--- Brief ---
Copy the material from the line containing "of the jersey" through the end, inclusive, swapping "photo" for "image" and changing nothing else.

------------

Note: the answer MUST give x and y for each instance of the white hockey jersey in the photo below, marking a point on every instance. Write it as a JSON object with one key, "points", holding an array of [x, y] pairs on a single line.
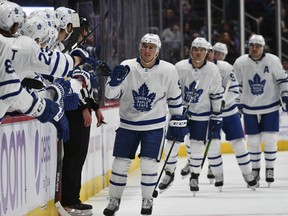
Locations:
{"points": [[11, 92], [229, 78], [261, 83], [209, 92], [144, 95], [28, 58]]}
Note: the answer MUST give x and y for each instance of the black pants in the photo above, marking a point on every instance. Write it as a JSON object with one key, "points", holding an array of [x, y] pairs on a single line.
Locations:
{"points": [[75, 152]]}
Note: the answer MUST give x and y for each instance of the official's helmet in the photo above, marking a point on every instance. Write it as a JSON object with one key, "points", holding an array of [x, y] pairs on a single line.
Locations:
{"points": [[200, 42], [257, 39], [220, 47], [36, 27], [151, 38]]}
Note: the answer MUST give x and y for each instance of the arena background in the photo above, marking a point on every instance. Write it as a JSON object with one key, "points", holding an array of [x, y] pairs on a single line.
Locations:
{"points": [[28, 148]]}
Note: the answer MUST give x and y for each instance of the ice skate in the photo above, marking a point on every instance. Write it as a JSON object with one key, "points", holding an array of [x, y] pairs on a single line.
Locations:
{"points": [[269, 176], [79, 210], [194, 183], [166, 181], [219, 181], [250, 180], [186, 170], [147, 205], [210, 175], [112, 207], [256, 174]]}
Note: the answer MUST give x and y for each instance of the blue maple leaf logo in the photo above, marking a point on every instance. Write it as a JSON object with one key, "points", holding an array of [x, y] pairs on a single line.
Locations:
{"points": [[189, 95], [256, 85], [142, 99]]}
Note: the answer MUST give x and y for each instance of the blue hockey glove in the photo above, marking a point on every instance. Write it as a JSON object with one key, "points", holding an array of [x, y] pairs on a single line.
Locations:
{"points": [[177, 128], [71, 102], [118, 74], [62, 125], [84, 55], [215, 125], [284, 103]]}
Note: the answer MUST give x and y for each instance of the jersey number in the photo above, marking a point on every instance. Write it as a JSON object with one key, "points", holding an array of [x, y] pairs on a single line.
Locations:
{"points": [[45, 55], [8, 66]]}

------------

--- Written answer ---
Note: the answer MUST give x and y for each instance of the jersey number in the image above, marking a point on every instance. Write it as a JSON object with one key, "points", holding an array of [x, y] pairs on a single line.
Locations:
{"points": [[45, 55], [8, 66]]}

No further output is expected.